DESCRIPTION OF THE TASK
Can you transcribe every record below exactly as it appears?

[Location annotation dataset excerpts]
================================

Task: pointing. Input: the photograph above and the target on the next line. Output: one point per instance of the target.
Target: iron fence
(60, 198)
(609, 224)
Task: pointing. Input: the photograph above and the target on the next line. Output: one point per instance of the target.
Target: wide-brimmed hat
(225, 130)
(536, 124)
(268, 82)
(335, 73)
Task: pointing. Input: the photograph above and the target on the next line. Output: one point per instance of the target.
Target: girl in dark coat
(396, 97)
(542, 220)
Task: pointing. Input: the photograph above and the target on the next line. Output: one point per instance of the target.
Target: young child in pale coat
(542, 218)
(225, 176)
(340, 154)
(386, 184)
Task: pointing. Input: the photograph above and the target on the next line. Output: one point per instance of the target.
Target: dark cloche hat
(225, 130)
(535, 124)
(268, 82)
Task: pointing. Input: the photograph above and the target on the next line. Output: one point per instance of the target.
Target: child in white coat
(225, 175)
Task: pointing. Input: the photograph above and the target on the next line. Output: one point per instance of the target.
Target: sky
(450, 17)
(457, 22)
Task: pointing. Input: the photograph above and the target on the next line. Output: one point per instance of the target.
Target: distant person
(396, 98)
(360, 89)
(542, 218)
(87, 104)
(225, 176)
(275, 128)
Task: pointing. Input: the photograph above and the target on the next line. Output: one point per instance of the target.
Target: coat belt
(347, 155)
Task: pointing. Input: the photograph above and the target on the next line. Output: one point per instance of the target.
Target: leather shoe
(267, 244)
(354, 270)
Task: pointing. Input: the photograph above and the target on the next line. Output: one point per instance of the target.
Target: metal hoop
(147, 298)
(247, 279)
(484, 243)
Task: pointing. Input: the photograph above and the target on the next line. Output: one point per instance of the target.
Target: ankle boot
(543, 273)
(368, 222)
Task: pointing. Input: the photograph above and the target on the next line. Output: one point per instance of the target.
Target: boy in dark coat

================================

FINISHED ANSWER
Task: pointing. Input: the photograph above and the target on the next line. Output: one point per instance of the target.
Target: iron fence
(60, 198)
(609, 224)
Task: pointing. Input: the photograph above and the target on the next line. Output: one point per instance of the target.
Target: wide-brimmed hat
(225, 130)
(536, 124)
(268, 82)
(335, 73)
Task: pointing. Input: the photograph above and the target on the next line. Output: one point per instance of the target.
Target: girl in dark coat
(396, 97)
(542, 220)
Task: pointing. Input: the photograph above and the target on the next line. Output: one point per instance of the target.
Target: young child in pale coat
(542, 218)
(225, 176)
(340, 154)
(386, 184)
Task: pointing. Input: the photograph above and the target on the next line. Output: one point per instance of the target.
Target: dark cloche hat
(225, 130)
(535, 124)
(268, 82)
Task: pointing. Input: the photograph above and the target on the next line. Output: one point per instance of the target.
Target: child in white coat
(225, 175)
Task: pointing. Input: the photograph above and the target on the next line. Output: one point per instance of the target.
Target: sky
(450, 17)
(457, 22)
Task: pointing. Input: the photograph above and the target on the next line. Output: one point per instance of the target.
Target: distant person
(396, 98)
(360, 89)
(542, 218)
(87, 104)
(225, 176)
(275, 128)
Task: pointing. Input: the photograph above and the target on the next line. Output: one point per instance of the target.
Target: coat belt
(347, 155)
Task: pointing. Input: the photograph above and the target on the next line. Output: one point per instance of the target.
Target: leather shoe
(267, 244)
(354, 270)
Task: pointing. Input: the photograph above and the target on the next line. Output: one point per instance of the target.
Target: metal hoop
(147, 298)
(247, 279)
(484, 243)
Task: pointing. Input: the photograph above and the target on the next line. Output: one point per instance of the target.
Target: ankle boot
(543, 273)
(368, 222)
Task: pointing. Input: the photograph above and the target on the next line. Output: one point per instance of the target.
Target: boy in dark coat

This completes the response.